TASK INSTRUCTIONS
Could you repeat all of the entries word for word, minus any pictures?

TASK MATERIAL
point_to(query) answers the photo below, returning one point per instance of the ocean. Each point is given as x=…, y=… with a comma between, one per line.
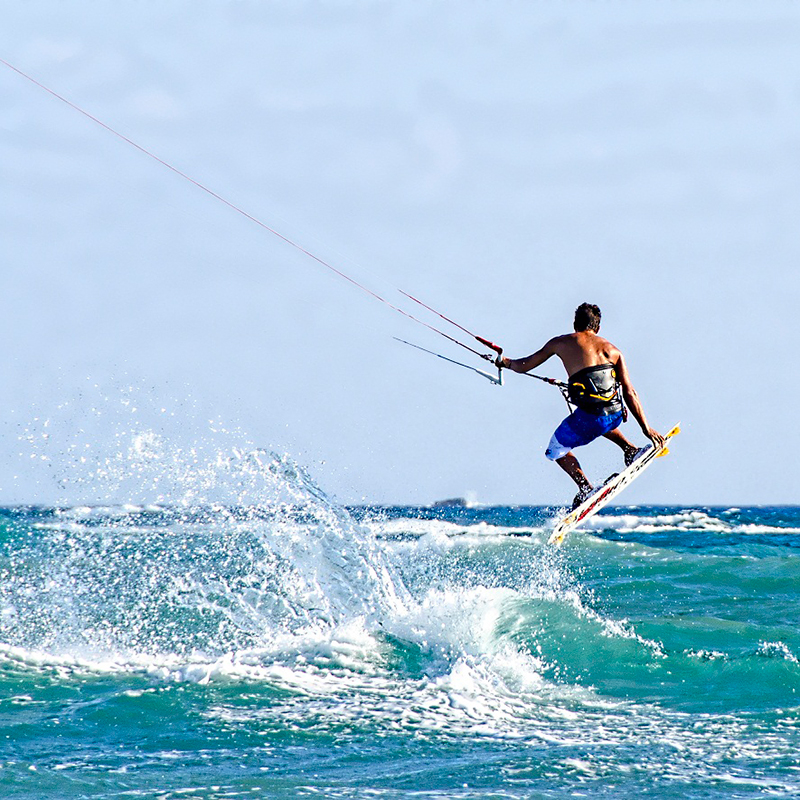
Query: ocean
x=288, y=646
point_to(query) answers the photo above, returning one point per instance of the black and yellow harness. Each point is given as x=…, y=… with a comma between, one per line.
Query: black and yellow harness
x=595, y=390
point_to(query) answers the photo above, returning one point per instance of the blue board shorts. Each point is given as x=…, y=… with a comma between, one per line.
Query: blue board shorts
x=578, y=429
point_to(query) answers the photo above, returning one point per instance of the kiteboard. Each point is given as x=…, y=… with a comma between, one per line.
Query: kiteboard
x=609, y=490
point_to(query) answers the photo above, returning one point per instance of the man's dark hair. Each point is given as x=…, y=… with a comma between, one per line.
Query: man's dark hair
x=587, y=317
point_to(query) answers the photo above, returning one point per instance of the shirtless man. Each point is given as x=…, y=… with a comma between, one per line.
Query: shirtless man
x=596, y=372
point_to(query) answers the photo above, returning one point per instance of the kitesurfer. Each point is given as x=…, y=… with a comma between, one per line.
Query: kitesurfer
x=600, y=389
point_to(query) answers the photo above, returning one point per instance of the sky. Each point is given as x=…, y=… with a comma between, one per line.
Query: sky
x=503, y=162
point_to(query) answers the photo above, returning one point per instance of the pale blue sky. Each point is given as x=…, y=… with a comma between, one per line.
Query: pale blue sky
x=503, y=161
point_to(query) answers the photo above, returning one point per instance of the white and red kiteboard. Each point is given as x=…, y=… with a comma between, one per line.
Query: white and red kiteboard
x=608, y=491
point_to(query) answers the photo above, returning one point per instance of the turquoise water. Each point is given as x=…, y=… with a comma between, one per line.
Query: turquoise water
x=294, y=648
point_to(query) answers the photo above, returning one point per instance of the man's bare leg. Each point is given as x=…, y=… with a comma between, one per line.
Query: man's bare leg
x=629, y=449
x=572, y=467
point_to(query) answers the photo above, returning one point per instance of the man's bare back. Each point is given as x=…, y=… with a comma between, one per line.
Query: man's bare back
x=578, y=351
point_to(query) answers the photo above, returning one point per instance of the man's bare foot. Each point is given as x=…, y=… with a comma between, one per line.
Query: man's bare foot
x=633, y=454
x=583, y=493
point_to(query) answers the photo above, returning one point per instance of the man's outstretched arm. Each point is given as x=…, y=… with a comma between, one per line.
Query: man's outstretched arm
x=529, y=362
x=632, y=401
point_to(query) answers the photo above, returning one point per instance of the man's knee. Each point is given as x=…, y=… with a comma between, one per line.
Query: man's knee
x=556, y=450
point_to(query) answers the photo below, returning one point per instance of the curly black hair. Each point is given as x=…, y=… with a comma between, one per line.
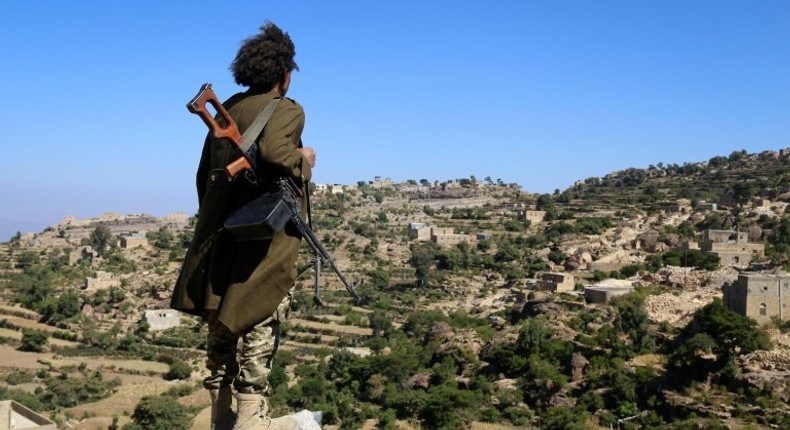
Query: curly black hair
x=264, y=58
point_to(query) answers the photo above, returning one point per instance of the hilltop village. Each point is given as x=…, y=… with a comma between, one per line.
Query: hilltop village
x=649, y=298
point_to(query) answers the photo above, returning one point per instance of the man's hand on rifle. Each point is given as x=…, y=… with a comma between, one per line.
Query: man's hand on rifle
x=309, y=155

EXERCISE SOLUTION
point_to(query) answers the photo below, returning one point per instance of the ocean. Each point is given as x=…, y=… with a comma between, one per line.
Query: ocean
x=288, y=646
point_to(query) answers the photo above, returning one point per instance of the black and yellow harness. Each point is given as x=…, y=… with a comma between, one per line.
Query: black and yellow harness
x=595, y=390
point_to(query) answers the photo above, returning one point per instance of the blue board shorts. Each point is given as x=…, y=… with a comma between, one per line.
Query: blue board shorts
x=578, y=429
point_to(query) answers the photo above, returning one point per instance of the kiteboard. Each point is given as x=…, y=… with a comma between, one per line.
Query: kiteboard
x=609, y=490
point_to(query) answers the photo above, returning one point per instance of the man's dark hair. Each point is given as x=…, y=… with a comma between, one per line.
Query: man's dark hair
x=587, y=317
point_to(query) answers the photo above, returning one point per instance of the shirtless man. Each point is given as x=…, y=… with a comma between, one per line.
Query: shirtless man
x=596, y=372
point_to(query) answers the photo above, returning one point per instance of the kitesurfer. Each point is given as x=…, y=… with a comma between, one per line.
Query: kitesurfer
x=600, y=389
point_to(query) answers the photo above, returning one point per instance of the sky. Each point is given as x=…, y=… with a comma between, one per line.
Query: sky
x=503, y=162
point_to(query) answers the photo above, returning one point per instance of the pale blue sky. Each point is given as x=…, y=… with a comma between, one per line.
Query: pale blue sky
x=503, y=161
point_to(query) answers the photo above, returning one point per instance of the white and red kiteboard. Each point is given as x=…, y=… with a comma between, one per line.
Query: white and red kiteboard
x=608, y=491
point_to(query) answers the photo above, returning one point per instance of the turquoise water. Each point is given as x=…, y=… with a comma between, one per line.
Query: turquoise water
x=294, y=648
point_to(query) answers the photo above, returning one point per instance of the man's bare leg. Each point is given as x=…, y=… with a comma between, one per line.
Query: man's bare leg
x=629, y=449
x=572, y=467
point_to(query) answers the photo above, returning one point per instance of the man's bare back. Each point is given as x=…, y=… with a comma between, one per line.
Query: man's bare back
x=578, y=351
point_to(query) answers the photo above, returning one point per instance of the man's bare foot. Each point is given as x=…, y=… with a comma between, one per line.
Query: man's bare foot
x=633, y=454
x=583, y=493
point_to(query) answers the photo above, returning one point per instance of the man's outstretched arm. Each point is given as x=…, y=… with a comma between, one per line.
Query: man's outstretched arm
x=529, y=362
x=632, y=401
point_to(query) answers the photo above, returning one point per instance of the man's knee. Each point is given as x=…, y=… with a comma between, one per line.
Query: man's knee
x=556, y=450
point_to(query) answers the photo below, returning one point per instance of the curly black hair. Each point is given as x=…, y=… with a comma between, one per line.
Query: curly black hair
x=264, y=58
point_to(query) answers the photo above, returning one point per instance of the hilltop village. Each point is given as x=…, y=… with a comma between, one per line.
Query: hilltop village
x=649, y=298
point_to(query) answers the photo above, returning one point per instance of the man's hand on rifle. Each point is given as x=…, y=… with a comma between, one per line.
Query: man's hand on rifle
x=309, y=155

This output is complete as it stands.